**Task goal**:
Put every line of the rows below into a Markdown table with two columns, No and Line, giving each line a running number and skipping blank lines. Leave the pictures out of the table.

**Records shown**:
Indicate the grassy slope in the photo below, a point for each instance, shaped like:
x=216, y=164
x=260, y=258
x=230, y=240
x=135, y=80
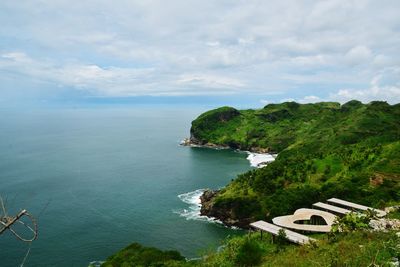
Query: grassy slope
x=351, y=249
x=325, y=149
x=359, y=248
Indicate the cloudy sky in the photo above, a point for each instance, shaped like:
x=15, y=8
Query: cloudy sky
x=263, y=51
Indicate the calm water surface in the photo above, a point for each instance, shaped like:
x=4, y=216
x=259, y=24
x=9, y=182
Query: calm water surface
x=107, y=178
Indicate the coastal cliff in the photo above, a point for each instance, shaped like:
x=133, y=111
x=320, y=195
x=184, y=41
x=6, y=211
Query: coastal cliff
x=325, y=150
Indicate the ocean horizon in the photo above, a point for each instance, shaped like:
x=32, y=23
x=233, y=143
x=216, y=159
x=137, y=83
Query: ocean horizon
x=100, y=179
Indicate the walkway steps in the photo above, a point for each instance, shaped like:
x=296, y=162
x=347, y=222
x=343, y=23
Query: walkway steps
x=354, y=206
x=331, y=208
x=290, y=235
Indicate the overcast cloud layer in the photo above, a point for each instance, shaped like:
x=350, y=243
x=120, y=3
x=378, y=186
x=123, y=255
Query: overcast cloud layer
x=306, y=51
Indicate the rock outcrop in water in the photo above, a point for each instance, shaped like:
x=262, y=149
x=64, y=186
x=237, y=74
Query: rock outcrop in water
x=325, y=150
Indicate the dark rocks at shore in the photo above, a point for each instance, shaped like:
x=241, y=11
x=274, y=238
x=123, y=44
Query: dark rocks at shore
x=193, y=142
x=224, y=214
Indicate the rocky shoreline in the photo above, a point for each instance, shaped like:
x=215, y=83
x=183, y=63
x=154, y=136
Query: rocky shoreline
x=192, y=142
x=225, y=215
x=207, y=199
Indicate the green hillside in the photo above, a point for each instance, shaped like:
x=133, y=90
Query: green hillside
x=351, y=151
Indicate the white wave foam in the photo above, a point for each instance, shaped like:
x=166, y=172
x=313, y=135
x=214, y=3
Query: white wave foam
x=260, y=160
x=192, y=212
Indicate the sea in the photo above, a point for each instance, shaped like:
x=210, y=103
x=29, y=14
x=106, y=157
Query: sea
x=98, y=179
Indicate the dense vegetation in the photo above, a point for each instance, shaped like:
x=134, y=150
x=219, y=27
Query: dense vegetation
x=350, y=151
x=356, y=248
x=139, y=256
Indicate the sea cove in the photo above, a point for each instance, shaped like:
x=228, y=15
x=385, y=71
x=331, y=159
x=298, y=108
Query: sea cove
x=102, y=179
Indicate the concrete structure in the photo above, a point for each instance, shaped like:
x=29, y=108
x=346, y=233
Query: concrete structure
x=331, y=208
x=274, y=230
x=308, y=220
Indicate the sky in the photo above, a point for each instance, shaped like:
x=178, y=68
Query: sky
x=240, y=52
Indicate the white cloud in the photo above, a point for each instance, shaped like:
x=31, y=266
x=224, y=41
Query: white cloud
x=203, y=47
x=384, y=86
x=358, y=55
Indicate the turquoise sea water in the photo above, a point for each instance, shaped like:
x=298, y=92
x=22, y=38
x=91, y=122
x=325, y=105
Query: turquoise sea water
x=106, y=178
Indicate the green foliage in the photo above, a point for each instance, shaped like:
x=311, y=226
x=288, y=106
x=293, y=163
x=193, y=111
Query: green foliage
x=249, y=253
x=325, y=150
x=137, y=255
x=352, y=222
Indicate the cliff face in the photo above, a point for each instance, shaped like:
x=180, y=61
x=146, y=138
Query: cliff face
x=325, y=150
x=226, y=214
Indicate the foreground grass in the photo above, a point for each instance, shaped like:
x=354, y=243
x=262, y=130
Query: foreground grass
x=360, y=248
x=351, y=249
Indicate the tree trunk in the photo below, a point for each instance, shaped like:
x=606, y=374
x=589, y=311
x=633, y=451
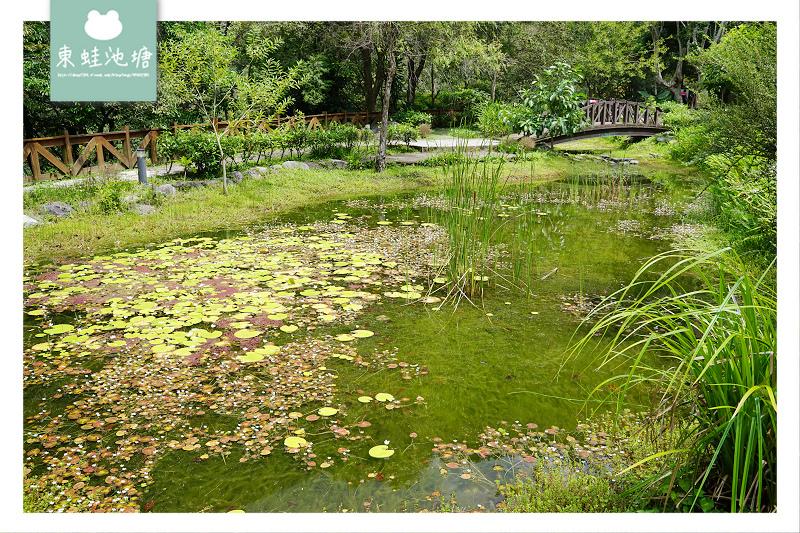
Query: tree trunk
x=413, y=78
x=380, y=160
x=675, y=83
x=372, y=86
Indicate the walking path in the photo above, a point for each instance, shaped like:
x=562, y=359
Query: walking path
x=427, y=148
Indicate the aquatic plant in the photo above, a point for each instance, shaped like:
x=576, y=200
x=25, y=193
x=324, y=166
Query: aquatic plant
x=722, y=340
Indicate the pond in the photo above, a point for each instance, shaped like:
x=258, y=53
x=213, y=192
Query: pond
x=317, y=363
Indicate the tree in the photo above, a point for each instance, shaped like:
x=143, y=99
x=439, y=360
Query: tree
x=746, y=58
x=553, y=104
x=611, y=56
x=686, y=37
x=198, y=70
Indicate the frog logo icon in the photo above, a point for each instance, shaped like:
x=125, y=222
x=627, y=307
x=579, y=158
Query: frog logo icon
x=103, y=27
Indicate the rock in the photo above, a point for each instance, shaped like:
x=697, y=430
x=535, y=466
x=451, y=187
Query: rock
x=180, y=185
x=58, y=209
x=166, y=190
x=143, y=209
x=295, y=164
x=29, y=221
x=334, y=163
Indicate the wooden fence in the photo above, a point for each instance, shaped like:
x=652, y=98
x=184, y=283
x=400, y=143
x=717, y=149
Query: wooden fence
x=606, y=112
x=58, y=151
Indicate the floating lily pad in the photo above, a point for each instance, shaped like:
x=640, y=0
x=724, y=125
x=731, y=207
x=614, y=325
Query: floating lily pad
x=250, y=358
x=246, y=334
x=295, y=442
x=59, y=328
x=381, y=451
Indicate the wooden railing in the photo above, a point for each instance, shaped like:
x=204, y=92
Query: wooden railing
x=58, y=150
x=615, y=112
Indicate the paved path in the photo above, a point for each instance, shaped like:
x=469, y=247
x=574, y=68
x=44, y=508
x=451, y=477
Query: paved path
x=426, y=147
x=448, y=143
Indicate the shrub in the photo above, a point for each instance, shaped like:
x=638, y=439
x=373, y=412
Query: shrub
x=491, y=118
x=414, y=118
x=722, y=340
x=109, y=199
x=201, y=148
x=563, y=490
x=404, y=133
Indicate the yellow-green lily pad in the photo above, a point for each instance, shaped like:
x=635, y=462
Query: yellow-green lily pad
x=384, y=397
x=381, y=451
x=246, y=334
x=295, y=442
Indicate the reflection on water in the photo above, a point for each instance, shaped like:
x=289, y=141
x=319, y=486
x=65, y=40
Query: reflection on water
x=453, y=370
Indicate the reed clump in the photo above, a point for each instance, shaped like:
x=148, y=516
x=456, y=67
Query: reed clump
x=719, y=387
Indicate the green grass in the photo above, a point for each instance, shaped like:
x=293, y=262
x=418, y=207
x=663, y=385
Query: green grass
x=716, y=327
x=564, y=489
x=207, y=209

**Finished task**:
| No | Line |
|---|---|
| 1 | Indicate the grassy slope in the photo below, a point for each instance, shaped like: |
| 2 | x=216, y=164 |
| 3 | x=260, y=258 |
| 4 | x=230, y=240 |
| 5 | x=135, y=80 |
| 6 | Query: grassy slope |
| 7 | x=351, y=249 |
| 8 | x=325, y=149 |
| 9 | x=359, y=248 |
| 10 | Indicate the cloudy sky in the photo above, a point for each instance, shaped like: |
| 11 | x=15, y=8 |
| 12 | Query: cloudy sky |
| 13 | x=263, y=51 |
| 14 | Indicate the calm water surface in the photo above, a point for each instance, shaped like: |
| 15 | x=4, y=216 |
| 16 | x=259, y=24 |
| 17 | x=9, y=182 |
| 18 | Query: calm water surface |
| 19 | x=107, y=178 |
| 20 | Indicate the coastal cliff in the photo above, a point for each instance, shaped like: |
| 21 | x=133, y=111 |
| 22 | x=320, y=195 |
| 23 | x=184, y=41 |
| 24 | x=6, y=211 |
| 25 | Query: coastal cliff |
| 26 | x=325, y=150 |
| 27 | Indicate the ocean horizon in the photo above, a point for each instance, shaped like: |
| 28 | x=32, y=23 |
| 29 | x=233, y=143 |
| 30 | x=216, y=159 |
| 31 | x=137, y=83 |
| 32 | Query: ocean horizon |
| 33 | x=100, y=179 |
| 34 | Indicate the walkway steps in the photo above, a point for each instance, shaped like: |
| 35 | x=296, y=162 |
| 36 | x=347, y=222 |
| 37 | x=343, y=23 |
| 38 | Query: walkway steps |
| 39 | x=354, y=206 |
| 40 | x=331, y=208 |
| 41 | x=290, y=235 |
| 42 | Indicate the overcast cloud layer in the photo above, a point for each instance, shaped like: |
| 43 | x=350, y=243 |
| 44 | x=120, y=3 |
| 45 | x=378, y=186 |
| 46 | x=123, y=255 |
| 47 | Query: overcast cloud layer |
| 48 | x=306, y=51 |
| 49 | Indicate the rock outcrop in water in the photo above, a point for each instance, shaped like: |
| 50 | x=262, y=149 |
| 51 | x=64, y=186 |
| 52 | x=237, y=74 |
| 53 | Query: rock outcrop in water |
| 54 | x=325, y=150 |
| 55 | Indicate the dark rocks at shore in the photo above, a point for each instance, shaped like: |
| 56 | x=241, y=11 |
| 57 | x=274, y=238 |
| 58 | x=123, y=44 |
| 59 | Query: dark rocks at shore |
| 60 | x=193, y=142 |
| 61 | x=224, y=214 |
| 62 | Indicate the rocky shoreline in the photo above, a point for each instance, shaped like: |
| 63 | x=215, y=83 |
| 64 | x=183, y=63 |
| 65 | x=154, y=136 |
| 66 | Query: rocky shoreline |
| 67 | x=192, y=142 |
| 68 | x=225, y=215 |
| 69 | x=207, y=199 |
| 70 | Indicate the green hillside in the photo above, a point for each instance, shaped like: |
| 71 | x=133, y=90 |
| 72 | Query: green hillside |
| 73 | x=351, y=151 |
| 74 | Indicate the white wave foam in the photo above, a point for each instance, shaped like: |
| 75 | x=166, y=172 |
| 76 | x=313, y=135 |
| 77 | x=214, y=3 |
| 78 | Query: white wave foam |
| 79 | x=260, y=160 |
| 80 | x=192, y=212 |
| 81 | Indicate the sea in the photo above, a point for each instance, shaped like: |
| 82 | x=210, y=103 |
| 83 | x=29, y=14 |
| 84 | x=106, y=157 |
| 85 | Query: sea |
| 86 | x=98, y=179 |
| 87 | Indicate the dense vegetation in the photo above, a point for each instance, shaped like: |
| 88 | x=134, y=150 |
| 89 | x=219, y=27 |
| 90 | Query: dense vegetation |
| 91 | x=350, y=151 |
| 92 | x=356, y=248 |
| 93 | x=139, y=256 |
| 94 | Indicate the sea cove in the photo above, a point for each instance, shaped like: |
| 95 | x=228, y=15 |
| 96 | x=385, y=71 |
| 97 | x=331, y=159 |
| 98 | x=298, y=108 |
| 99 | Query: sea cove |
| 100 | x=102, y=179 |
| 101 | Indicate the concrete structure in the photo above, a point for each instance, shaped like: |
| 102 | x=29, y=108 |
| 103 | x=346, y=233 |
| 104 | Query: concrete structure |
| 105 | x=331, y=208 |
| 106 | x=274, y=230 |
| 107 | x=308, y=220 |
| 108 | Indicate the sky in the photo above, a point for each instance, shaped like: |
| 109 | x=178, y=68 |
| 110 | Query: sky |
| 111 | x=240, y=52 |
| 112 | Indicate the white cloud in the photo above, a point for each instance, shaped like: |
| 113 | x=31, y=266 |
| 114 | x=224, y=41 |
| 115 | Query: white cloud |
| 116 | x=203, y=47 |
| 117 | x=384, y=86 |
| 118 | x=358, y=55 |
| 119 | Indicate the turquoise sea water in the photo above, a point for each instance, shaped like: |
| 120 | x=298, y=92 |
| 121 | x=22, y=38 |
| 122 | x=91, y=122 |
| 123 | x=325, y=105 |
| 124 | Query: turquoise sea water |
| 125 | x=106, y=178 |
| 126 | Indicate the green foliage in the photo above, a point for each instance, shaped like: |
| 127 | x=311, y=226 |
| 128 | x=288, y=106 |
| 129 | x=293, y=163 |
| 130 | x=193, y=111 |
| 131 | Query: green foliage |
| 132 | x=249, y=253 |
| 133 | x=325, y=150 |
| 134 | x=137, y=255 |
| 135 | x=352, y=222 |
| 136 | Indicate the cliff face in the photo above, a point for each instance, shaped like: |
| 137 | x=180, y=61 |
| 138 | x=146, y=138 |
| 139 | Query: cliff face |
| 140 | x=325, y=150 |
| 141 | x=226, y=214 |
| 142 | Indicate the foreground grass in the photo above, a point for each instance, shaped like: |
| 143 | x=354, y=243 |
| 144 | x=262, y=130 |
| 145 | Query: foreground grass |
| 146 | x=360, y=248 |
| 147 | x=351, y=249 |
| 148 | Indicate the tree trunk in the photo below, a point for each instance, shaped like: |
| 149 | x=606, y=374 |
| 150 | x=589, y=311 |
| 151 | x=633, y=451 |
| 152 | Query: tree trunk |
| 153 | x=413, y=78 |
| 154 | x=380, y=160 |
| 155 | x=675, y=83 |
| 156 | x=372, y=86 |
| 157 | Indicate the walking path in the photo above, a point for each instance, shaped like: |
| 158 | x=562, y=359 |
| 159 | Query: walking path |
| 160 | x=427, y=148 |
| 161 | Indicate the aquatic plant in the photo above, a point for each instance, shaped like: |
| 162 | x=576, y=200 |
| 163 | x=25, y=193 |
| 164 | x=324, y=166 |
| 165 | Query: aquatic plant |
| 166 | x=722, y=340 |
| 167 | Indicate the pond in the photo above, a point for each instance, shaped like: |
| 168 | x=258, y=53 |
| 169 | x=213, y=192 |
| 170 | Query: pond |
| 171 | x=317, y=363 |
| 172 | Indicate the tree in the photo above, a point for each instance, shaped like: |
| 173 | x=143, y=99 |
| 174 | x=439, y=360 |
| 175 | Query: tree |
| 176 | x=746, y=58 |
| 177 | x=553, y=104 |
| 178 | x=611, y=56 |
| 179 | x=686, y=37 |
| 180 | x=198, y=70 |
| 181 | Indicate the frog logo icon in the photo above, a point for each instance, shaped like: |
| 182 | x=125, y=222 |
| 183 | x=627, y=307 |
| 184 | x=579, y=158 |
| 185 | Query: frog logo icon |
| 186 | x=103, y=27 |
| 187 | Indicate the rock in the photo above, a point for each instance, shaped like: |
| 188 | x=697, y=430 |
| 189 | x=535, y=466 |
| 190 | x=451, y=187 |
| 191 | Query: rock |
| 192 | x=180, y=185 |
| 193 | x=58, y=209 |
| 194 | x=166, y=190 |
| 195 | x=143, y=209 |
| 196 | x=295, y=164 |
| 197 | x=29, y=221 |
| 198 | x=334, y=163 |
| 199 | Indicate the wooden fence in the photo above, a point for each instance, shaped like: |
| 200 | x=652, y=98 |
| 201 | x=184, y=283 |
| 202 | x=400, y=143 |
| 203 | x=717, y=149 |
| 204 | Query: wooden fence |
| 205 | x=606, y=112 |
| 206 | x=58, y=151 |
| 207 | Indicate the floating lily pad in the photo above, a point for each instance, shaped like: |
| 208 | x=640, y=0 |
| 209 | x=724, y=125 |
| 210 | x=731, y=207 |
| 211 | x=614, y=325 |
| 212 | Query: floating lily pad |
| 213 | x=250, y=358 |
| 214 | x=246, y=334 |
| 215 | x=295, y=442 |
| 216 | x=59, y=328 |
| 217 | x=381, y=451 |
| 218 | Indicate the wooden railing in the photo above, a point for each instance, shaped like: |
| 219 | x=204, y=92 |
| 220 | Query: wooden railing |
| 221 | x=58, y=150 |
| 222 | x=615, y=112 |
| 223 | Indicate the paved path in the photo above, a point for each instance, shaped like: |
| 224 | x=469, y=247 |
| 225 | x=574, y=68 |
| 226 | x=44, y=508 |
| 227 | x=451, y=477 |
| 228 | Query: paved path |
| 229 | x=426, y=147 |
| 230 | x=448, y=143 |
| 231 | Indicate the shrub in the photo above, a point for each instance, shaped like: |
| 232 | x=638, y=439 |
| 233 | x=373, y=412 |
| 234 | Query: shrub |
| 235 | x=491, y=118 |
| 236 | x=414, y=118 |
| 237 | x=722, y=340 |
| 238 | x=109, y=199 |
| 239 | x=201, y=148 |
| 240 | x=563, y=490 |
| 241 | x=404, y=133 |
| 242 | Indicate the yellow-green lily pad in the photo above, a point for each instance, shaped like: |
| 243 | x=635, y=462 |
| 244 | Query: yellow-green lily pad |
| 245 | x=384, y=397 |
| 246 | x=381, y=451 |
| 247 | x=246, y=334 |
| 248 | x=295, y=442 |
| 249 | Indicate the reflection on water in the photo above, a point for each instance, shaped like: |
| 250 | x=289, y=141 |
| 251 | x=319, y=486 |
| 252 | x=65, y=40 |
| 253 | Query: reflection on water |
| 254 | x=453, y=370 |
| 255 | Indicate the reed clump in the photo above, a point for each instance, shaped like: |
| 256 | x=148, y=516 |
| 257 | x=456, y=67 |
| 258 | Query: reed clump |
| 259 | x=719, y=387 |
| 260 | Indicate the green grass in the photo above, a point for each instance, shaped like: |
| 261 | x=293, y=262 |
| 262 | x=418, y=207 |
| 263 | x=663, y=385 |
| 264 | Query: green grass |
| 265 | x=716, y=327 |
| 266 | x=564, y=489 |
| 267 | x=207, y=209 |